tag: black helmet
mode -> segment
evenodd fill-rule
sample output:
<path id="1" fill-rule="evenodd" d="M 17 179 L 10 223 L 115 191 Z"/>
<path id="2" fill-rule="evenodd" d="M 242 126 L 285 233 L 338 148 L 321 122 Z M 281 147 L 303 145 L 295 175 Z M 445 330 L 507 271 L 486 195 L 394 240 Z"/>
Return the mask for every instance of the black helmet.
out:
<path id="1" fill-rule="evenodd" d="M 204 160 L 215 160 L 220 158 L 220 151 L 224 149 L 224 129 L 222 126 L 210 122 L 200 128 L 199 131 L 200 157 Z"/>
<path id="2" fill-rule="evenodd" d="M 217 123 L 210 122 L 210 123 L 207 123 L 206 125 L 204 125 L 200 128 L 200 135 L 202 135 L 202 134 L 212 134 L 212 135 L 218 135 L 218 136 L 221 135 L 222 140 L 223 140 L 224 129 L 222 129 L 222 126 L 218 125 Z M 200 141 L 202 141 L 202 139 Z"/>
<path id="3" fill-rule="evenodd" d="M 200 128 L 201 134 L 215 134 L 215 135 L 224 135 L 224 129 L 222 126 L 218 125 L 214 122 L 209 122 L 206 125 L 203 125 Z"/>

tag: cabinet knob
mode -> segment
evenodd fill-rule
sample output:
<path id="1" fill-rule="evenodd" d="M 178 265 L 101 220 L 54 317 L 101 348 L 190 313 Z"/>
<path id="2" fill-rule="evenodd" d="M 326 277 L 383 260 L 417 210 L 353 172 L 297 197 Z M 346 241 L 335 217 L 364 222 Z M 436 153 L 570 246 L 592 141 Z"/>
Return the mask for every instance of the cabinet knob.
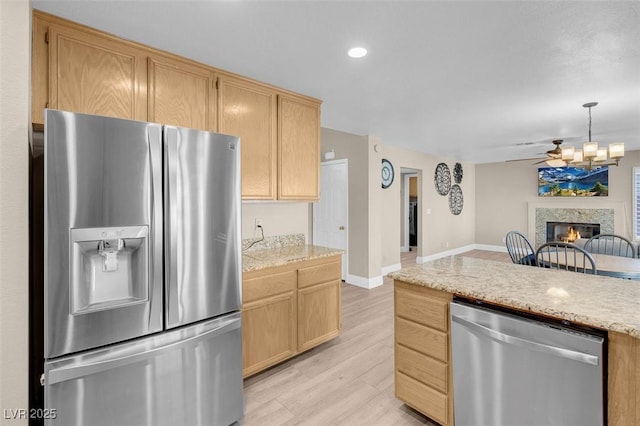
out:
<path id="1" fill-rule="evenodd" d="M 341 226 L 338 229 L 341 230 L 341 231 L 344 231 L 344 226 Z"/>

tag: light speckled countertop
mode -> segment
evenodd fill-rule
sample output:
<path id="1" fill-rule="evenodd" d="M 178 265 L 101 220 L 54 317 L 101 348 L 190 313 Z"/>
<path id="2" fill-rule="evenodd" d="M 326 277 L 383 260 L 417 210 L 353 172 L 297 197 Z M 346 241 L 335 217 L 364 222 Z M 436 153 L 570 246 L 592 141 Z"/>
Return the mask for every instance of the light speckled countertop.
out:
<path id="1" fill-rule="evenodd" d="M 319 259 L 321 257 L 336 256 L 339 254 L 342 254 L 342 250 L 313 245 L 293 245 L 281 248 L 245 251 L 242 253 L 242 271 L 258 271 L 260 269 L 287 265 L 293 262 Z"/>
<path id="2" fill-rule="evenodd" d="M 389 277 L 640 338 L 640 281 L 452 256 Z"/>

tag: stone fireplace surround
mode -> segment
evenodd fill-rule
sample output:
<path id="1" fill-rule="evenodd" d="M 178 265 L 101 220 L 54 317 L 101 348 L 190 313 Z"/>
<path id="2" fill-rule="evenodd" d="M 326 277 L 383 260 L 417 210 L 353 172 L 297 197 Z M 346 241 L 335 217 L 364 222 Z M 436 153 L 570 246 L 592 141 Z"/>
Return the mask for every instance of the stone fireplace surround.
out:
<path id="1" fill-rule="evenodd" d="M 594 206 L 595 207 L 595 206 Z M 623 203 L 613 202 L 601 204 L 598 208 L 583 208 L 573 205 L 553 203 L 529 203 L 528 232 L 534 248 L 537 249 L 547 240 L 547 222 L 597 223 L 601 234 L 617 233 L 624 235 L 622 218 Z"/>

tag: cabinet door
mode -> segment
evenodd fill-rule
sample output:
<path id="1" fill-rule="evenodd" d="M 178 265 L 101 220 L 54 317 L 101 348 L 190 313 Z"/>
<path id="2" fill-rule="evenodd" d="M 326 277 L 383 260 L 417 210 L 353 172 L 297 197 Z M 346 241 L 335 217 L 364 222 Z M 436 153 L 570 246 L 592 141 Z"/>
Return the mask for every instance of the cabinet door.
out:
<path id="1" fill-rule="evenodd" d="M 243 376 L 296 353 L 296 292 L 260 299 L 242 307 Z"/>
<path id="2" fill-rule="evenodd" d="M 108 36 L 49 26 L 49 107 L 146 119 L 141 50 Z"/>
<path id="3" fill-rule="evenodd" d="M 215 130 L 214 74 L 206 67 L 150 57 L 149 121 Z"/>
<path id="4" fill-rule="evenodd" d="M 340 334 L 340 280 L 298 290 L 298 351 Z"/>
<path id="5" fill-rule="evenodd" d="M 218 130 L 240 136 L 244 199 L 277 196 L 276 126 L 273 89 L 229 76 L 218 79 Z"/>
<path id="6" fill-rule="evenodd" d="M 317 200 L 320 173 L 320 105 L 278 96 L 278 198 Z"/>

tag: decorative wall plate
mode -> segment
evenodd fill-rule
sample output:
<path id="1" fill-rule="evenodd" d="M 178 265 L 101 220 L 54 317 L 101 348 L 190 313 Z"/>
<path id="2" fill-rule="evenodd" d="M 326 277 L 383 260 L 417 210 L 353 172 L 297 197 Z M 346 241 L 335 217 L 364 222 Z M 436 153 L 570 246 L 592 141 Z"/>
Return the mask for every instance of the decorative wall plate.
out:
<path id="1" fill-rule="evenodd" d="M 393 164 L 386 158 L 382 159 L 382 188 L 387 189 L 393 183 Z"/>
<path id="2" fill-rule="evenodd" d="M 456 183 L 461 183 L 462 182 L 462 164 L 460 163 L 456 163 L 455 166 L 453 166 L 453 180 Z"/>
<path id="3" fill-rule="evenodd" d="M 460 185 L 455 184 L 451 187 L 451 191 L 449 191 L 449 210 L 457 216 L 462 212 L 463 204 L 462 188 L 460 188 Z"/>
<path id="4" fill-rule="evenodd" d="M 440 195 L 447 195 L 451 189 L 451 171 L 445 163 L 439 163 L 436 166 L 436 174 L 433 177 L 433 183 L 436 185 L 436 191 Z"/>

============================================================

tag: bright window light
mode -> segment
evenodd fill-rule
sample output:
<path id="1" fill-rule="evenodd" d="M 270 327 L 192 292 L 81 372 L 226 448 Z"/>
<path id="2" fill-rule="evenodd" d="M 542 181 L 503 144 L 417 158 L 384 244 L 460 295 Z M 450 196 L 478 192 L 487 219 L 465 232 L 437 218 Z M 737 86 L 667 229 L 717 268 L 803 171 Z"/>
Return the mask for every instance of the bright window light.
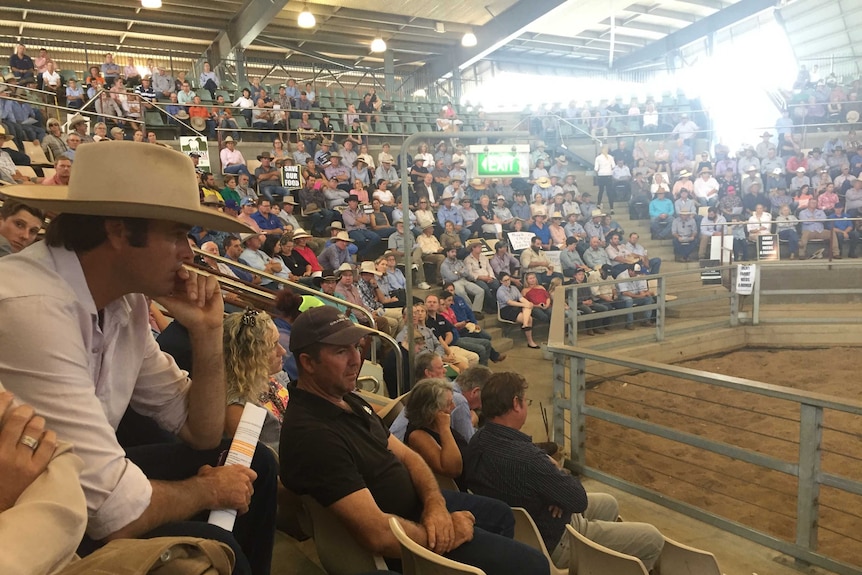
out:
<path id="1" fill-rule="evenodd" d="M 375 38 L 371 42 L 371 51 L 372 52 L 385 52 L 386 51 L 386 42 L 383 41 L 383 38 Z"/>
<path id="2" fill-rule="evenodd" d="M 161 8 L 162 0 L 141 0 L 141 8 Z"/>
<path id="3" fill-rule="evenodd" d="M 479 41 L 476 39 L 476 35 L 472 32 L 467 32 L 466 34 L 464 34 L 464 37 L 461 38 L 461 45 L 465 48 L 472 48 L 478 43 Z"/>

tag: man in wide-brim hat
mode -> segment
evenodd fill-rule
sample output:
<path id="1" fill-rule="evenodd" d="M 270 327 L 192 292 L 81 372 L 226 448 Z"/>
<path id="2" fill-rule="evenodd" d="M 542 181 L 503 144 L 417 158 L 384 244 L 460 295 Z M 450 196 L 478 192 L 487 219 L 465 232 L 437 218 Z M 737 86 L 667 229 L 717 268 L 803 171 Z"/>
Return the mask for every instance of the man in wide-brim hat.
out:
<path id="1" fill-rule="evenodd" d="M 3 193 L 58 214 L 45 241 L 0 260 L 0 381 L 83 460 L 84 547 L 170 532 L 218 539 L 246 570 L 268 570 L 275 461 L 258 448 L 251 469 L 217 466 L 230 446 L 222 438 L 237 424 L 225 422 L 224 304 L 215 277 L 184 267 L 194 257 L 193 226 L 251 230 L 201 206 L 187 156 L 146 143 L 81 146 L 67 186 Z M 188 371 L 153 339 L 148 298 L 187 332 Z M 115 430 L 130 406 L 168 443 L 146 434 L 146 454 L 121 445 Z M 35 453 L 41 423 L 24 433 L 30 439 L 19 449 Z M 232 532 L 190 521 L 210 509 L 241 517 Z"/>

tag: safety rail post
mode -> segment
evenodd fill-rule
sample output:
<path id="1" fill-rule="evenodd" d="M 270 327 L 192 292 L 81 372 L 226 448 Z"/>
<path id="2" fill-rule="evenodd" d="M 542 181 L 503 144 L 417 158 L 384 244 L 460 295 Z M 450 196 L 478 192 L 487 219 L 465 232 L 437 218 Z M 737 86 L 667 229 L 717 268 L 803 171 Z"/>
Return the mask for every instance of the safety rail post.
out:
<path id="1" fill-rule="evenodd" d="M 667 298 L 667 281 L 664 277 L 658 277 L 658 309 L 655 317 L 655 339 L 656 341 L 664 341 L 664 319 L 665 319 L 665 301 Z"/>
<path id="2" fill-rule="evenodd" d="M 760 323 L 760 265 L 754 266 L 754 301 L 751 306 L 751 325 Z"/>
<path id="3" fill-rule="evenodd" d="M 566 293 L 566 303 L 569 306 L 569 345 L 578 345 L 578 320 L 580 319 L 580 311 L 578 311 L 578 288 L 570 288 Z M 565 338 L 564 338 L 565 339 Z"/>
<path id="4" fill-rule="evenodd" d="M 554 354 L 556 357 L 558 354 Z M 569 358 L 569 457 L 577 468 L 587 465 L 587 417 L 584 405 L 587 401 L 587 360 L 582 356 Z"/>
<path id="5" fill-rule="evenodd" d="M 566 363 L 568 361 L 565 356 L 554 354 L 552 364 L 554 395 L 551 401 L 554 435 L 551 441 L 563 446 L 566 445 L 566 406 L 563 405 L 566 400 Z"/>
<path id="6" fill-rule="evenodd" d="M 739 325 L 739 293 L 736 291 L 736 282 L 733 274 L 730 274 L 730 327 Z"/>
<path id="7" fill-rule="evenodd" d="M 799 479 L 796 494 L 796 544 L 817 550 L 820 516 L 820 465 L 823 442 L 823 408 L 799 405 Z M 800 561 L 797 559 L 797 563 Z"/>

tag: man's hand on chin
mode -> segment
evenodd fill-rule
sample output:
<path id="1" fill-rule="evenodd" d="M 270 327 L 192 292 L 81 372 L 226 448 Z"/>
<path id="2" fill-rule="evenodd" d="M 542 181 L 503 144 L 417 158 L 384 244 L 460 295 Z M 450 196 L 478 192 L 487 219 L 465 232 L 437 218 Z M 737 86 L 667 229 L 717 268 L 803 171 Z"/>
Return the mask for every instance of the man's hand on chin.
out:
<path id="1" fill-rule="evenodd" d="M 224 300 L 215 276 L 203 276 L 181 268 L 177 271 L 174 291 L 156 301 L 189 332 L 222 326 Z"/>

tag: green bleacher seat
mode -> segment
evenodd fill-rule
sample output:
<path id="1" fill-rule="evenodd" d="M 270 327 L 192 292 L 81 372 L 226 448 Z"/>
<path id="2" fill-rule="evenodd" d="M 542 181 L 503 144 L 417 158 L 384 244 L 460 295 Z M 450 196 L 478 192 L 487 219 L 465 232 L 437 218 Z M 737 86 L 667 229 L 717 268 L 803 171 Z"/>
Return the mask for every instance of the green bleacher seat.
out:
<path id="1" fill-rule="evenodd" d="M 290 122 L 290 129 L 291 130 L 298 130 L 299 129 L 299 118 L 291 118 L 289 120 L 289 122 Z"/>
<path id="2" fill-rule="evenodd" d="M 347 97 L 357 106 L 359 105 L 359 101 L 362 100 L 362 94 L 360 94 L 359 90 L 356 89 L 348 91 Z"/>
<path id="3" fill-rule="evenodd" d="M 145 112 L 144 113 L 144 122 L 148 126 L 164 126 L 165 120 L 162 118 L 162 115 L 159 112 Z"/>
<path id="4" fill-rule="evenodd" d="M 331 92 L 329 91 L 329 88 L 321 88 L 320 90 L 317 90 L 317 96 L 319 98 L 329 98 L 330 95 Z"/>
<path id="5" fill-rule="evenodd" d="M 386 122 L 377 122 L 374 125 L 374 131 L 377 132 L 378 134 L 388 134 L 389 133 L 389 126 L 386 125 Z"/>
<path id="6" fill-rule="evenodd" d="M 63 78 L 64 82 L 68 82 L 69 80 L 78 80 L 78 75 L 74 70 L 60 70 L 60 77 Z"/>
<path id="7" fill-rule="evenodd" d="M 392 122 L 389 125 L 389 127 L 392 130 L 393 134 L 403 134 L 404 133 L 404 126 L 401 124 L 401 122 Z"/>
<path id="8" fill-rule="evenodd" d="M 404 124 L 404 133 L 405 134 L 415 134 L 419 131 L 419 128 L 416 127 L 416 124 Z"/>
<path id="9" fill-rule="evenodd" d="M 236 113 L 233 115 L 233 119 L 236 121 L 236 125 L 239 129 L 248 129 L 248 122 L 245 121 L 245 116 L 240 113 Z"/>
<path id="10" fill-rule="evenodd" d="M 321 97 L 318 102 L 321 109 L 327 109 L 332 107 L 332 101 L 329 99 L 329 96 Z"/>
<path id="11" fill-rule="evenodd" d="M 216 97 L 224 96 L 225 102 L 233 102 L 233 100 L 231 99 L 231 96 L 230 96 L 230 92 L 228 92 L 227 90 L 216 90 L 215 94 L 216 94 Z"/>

============================================================

Exercise objective => Look above for the line holding "Return the mask for every instance of the man's" and the line holding "Return the mask for every instance of the green", then output exactly those two lines and every line between them, nothing more.

Response to the exercise =>
Return the mask for every instance of the man's hand on chin.
out:
<path id="1" fill-rule="evenodd" d="M 224 300 L 215 276 L 203 276 L 181 268 L 177 271 L 174 291 L 156 301 L 189 332 L 222 326 Z"/>

tag: green bleacher seat
mode -> segment
evenodd fill-rule
sample output:
<path id="1" fill-rule="evenodd" d="M 270 327 L 192 292 L 81 372 L 226 448 Z"/>
<path id="2" fill-rule="evenodd" d="M 542 181 L 503 144 L 417 158 L 384 244 L 460 295 Z M 450 196 L 478 192 L 487 219 L 465 232 L 437 218 Z M 737 86 L 667 229 L 717 268 L 803 171 Z"/>
Return the mask for every instance of the green bleacher seat.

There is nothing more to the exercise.